Exercise set
- a) Answer these questions from the post, one per line with the same marks:
(i) How old was the business partner who traveled with the writer to meet "S"?
(ii) What family relation is the friend who called "S"?
(iii) How much money did "S" ask the writer to invest?
- b) Can you repeat the stretch of the post from "After these meetings" through "his Kurdish/Turkish girlfriend." word for word?

Selected extract
▶

He financed his wedding with my money
Sisters and brothers,
I am writing to you for guidance and understanding
My explanation is on the long side, but please bear with me. My situation is as follows:-
I met a man about 2 years ago whilst I was in ***** receiving medical dental treatment. I shall refer to him as "S" from now. He is Kurdish, in his mid 30s, and very devout in his faith and practice.
"S" and I kept in contact after that, and when it was time to see my doctor again, I returned to *****, 10 months later. During this time I was away, "S" repeatedly asked me to return to see him, although I did not, preferring to watch the situation and know my own feelings.
When I returned to ***, "S" told me that he wished to continue our friendship. I made it clear to him that it would have to be platonic. After all, there was much to consider as I am older than him, a Christian, but already in love with Allah and close to conversion (entirely through my own study and by the leaning of my own heart), therefore this would be the most serious decision at my time in life. I am in my later 40s. However, my appearance is that of someone considerably younger.
Over and over, I asked "S" if he was married or engaged or had a girlfriend and his answer was NO.
Nevertheless, I only agreed to friendship with him, with a view to perhaps a business relationship as we had discussed business many times before.
Before I would agree to starting a business relationship, I returned to **** once again, but this time with my business partner (a man of 50), to meet and 'vet' "S" and review the situation without emotion.
"S" met my business partner and told this gentleman that he was serious about me and was not married, or in any relationship with a girl or a woman. He wished to be with me, with a view to marriage, and wanted to also go into business with me, and would be prepared to share 50% of his business as a gesture of his seriousness.
During this time, I would not commit to an intimate relationship with "S", as I had known him for under a year and mostly from a distance. If he was a true Muslim, I told him, he would understand. He was very committed in his Muslim faith and practice of Islam. I have long wished to commit myself to the faith in just this way, for these reasons I loved and respected him - not just as a man - and trusted him.
Further, I asked a long-standing friend to speak with "S". My friend is a family member, a cousin, an intelligent, thoughtful and trusted person, and a Muslim brother. I asked him to discuss with "S" about the developing friendship, possible future marriage, and business relationship. This friend called "S", and spoke with him, and once again, "S" said he was serious about me and all these things.
After these meetings and discussions, "S" asked me to go into business with him by purchasing a property that we would develop together. He explained that if I paid a certain amount of money as an investment this would greatly help him and our business together. The amount was in excess of 10,000 euro. It was a really difficult time for me financially, but with my mother's help, I sent "S" this money for the house/business partnership, and sent it to "S" in response to his request for help.
To cut a long story short, "S" used this money to pay for his wedding to his Kurdish/Turkish girlfriend.

◀

Data shown
▶

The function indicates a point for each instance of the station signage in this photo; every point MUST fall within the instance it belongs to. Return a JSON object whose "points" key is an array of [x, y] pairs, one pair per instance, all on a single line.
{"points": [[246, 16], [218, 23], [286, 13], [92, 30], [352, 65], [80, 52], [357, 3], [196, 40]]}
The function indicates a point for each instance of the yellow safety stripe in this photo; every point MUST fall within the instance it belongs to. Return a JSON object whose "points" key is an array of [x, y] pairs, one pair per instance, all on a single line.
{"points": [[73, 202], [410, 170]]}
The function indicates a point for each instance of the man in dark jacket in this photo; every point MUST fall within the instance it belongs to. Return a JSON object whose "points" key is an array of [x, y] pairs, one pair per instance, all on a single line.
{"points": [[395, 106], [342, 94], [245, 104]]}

◀
▶

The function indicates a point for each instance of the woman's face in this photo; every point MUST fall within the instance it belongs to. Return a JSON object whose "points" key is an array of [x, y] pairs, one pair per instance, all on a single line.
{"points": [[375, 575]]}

◀

Answers by task
- a)
(i) 50
(ii) A cousin
(iii) In excess of 10,000 euro

- b)
After these meetings and discussions, "S" asked me to go into business with him by purchasing a property that we would develop together. He explained that if I paid a certain amount of money as an investment this would greatly help him and our business together. The amount was in excess of 10,000 euro. It was a really difficult time for me financially, but with my mother's help, I sent "S" this money for the house/business partnership, and sent it to "S" in response to his request for help.
To cut a long story short, "S" used this money to pay for his wedding to his Kurdish/Turkish girlfriend.